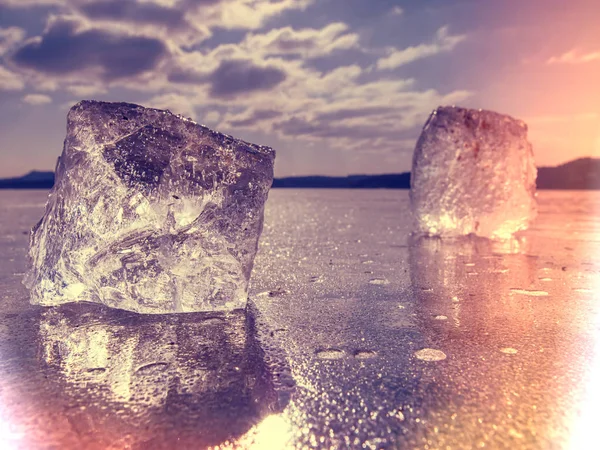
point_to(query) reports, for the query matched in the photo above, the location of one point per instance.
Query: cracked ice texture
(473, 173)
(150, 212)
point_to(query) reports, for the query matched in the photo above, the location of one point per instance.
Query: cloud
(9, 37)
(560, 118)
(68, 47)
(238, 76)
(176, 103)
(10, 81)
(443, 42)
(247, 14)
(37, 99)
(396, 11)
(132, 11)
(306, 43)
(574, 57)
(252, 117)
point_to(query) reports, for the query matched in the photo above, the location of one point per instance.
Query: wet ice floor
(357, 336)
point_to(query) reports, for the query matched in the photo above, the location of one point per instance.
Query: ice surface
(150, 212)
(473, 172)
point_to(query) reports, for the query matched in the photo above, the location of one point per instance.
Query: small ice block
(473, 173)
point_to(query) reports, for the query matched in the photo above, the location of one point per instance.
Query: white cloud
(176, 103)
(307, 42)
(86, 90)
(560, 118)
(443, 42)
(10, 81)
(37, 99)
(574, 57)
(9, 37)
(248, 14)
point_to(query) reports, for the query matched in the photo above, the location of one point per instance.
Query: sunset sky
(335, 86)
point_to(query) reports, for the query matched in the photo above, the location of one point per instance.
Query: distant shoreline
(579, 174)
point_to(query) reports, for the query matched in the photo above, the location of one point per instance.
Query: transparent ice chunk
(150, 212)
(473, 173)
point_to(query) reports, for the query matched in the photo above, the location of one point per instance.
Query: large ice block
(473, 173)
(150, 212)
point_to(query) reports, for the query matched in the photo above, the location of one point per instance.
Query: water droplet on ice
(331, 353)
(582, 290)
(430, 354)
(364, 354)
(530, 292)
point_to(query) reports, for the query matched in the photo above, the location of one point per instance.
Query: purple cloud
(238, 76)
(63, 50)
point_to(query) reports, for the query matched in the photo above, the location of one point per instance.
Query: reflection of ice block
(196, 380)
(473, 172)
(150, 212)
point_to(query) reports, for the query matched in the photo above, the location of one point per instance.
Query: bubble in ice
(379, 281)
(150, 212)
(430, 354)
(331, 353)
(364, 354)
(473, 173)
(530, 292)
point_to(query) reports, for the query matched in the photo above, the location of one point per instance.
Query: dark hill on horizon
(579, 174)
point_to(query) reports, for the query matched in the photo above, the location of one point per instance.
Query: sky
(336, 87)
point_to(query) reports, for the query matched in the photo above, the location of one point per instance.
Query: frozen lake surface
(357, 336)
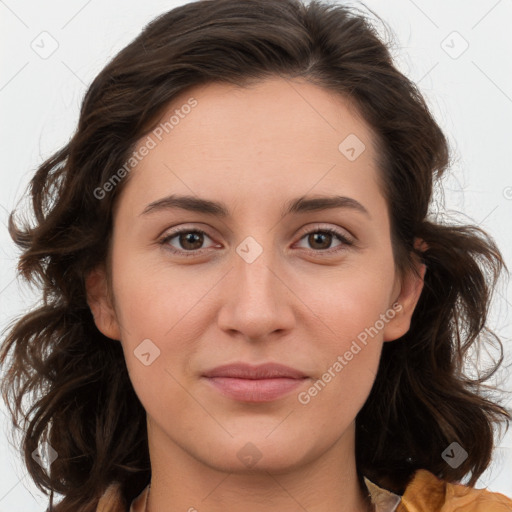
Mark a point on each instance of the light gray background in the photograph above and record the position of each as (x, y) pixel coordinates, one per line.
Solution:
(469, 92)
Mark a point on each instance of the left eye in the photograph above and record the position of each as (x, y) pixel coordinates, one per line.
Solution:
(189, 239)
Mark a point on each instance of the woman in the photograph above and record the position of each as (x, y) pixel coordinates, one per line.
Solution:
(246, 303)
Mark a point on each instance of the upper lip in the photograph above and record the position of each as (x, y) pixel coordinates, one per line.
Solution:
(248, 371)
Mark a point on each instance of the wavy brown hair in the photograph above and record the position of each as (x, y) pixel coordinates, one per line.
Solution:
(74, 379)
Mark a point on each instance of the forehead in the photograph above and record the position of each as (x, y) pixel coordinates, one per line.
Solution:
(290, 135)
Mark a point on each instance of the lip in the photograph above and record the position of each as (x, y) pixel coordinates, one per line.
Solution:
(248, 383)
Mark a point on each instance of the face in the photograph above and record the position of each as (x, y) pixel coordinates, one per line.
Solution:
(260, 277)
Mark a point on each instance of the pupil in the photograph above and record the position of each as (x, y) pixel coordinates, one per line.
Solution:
= = =
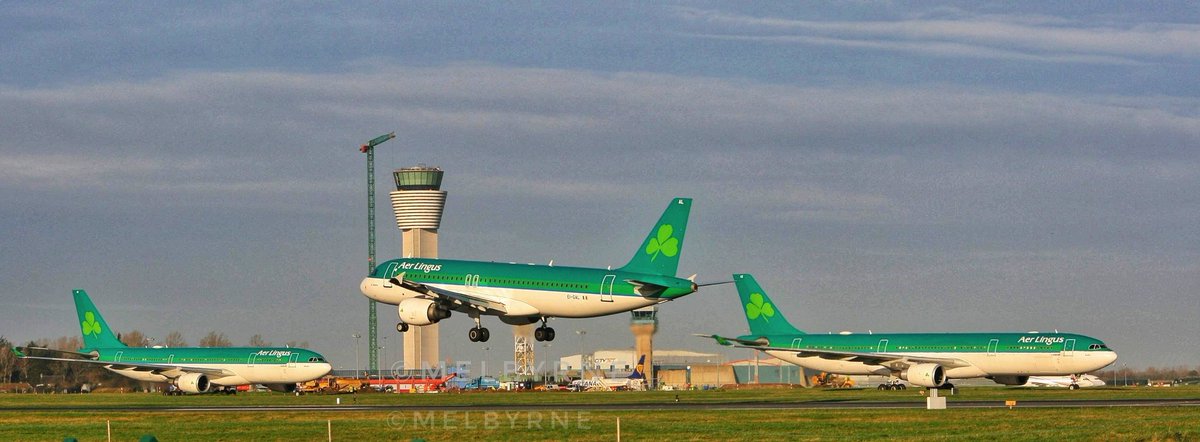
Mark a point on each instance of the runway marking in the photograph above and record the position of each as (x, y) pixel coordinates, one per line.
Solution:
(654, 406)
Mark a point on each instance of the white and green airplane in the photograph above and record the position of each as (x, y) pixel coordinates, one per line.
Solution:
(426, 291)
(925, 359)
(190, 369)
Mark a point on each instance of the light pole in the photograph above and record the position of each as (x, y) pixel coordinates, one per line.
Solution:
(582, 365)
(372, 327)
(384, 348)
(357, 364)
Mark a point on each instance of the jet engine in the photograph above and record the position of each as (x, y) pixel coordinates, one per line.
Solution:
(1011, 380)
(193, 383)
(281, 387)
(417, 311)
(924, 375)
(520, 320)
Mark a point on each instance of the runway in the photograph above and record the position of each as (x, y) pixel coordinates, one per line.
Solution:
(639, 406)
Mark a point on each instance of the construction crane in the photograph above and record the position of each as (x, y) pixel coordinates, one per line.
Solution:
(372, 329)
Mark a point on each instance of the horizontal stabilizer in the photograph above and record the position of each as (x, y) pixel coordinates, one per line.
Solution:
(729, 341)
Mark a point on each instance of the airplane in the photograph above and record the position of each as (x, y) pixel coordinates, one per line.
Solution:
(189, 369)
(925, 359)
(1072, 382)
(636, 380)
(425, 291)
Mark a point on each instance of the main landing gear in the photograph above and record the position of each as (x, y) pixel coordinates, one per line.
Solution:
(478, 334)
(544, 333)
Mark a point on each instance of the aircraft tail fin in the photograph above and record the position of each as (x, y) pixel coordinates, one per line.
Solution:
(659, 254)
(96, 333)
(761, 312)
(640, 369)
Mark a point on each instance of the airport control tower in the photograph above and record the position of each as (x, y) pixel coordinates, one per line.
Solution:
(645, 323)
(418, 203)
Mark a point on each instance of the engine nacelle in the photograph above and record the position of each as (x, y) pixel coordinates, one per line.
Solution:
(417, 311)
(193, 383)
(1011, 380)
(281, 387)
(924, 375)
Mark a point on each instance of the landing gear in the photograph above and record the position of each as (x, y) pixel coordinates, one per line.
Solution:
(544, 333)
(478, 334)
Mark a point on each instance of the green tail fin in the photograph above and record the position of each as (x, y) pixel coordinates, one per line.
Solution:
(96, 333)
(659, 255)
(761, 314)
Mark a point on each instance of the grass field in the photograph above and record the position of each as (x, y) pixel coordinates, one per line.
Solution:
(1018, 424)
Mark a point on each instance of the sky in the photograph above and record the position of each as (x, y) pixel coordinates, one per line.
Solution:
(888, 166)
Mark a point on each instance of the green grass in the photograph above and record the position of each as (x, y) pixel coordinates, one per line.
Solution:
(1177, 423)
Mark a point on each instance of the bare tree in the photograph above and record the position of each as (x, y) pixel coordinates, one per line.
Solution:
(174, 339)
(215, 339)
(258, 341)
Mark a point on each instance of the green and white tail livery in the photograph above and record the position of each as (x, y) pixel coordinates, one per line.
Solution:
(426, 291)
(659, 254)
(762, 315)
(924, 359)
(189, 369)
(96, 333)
= = =
### Exercise objective
Look for the word "light" in the listing above and state how many lines have it; give the number and nothing else.

### Answer section
2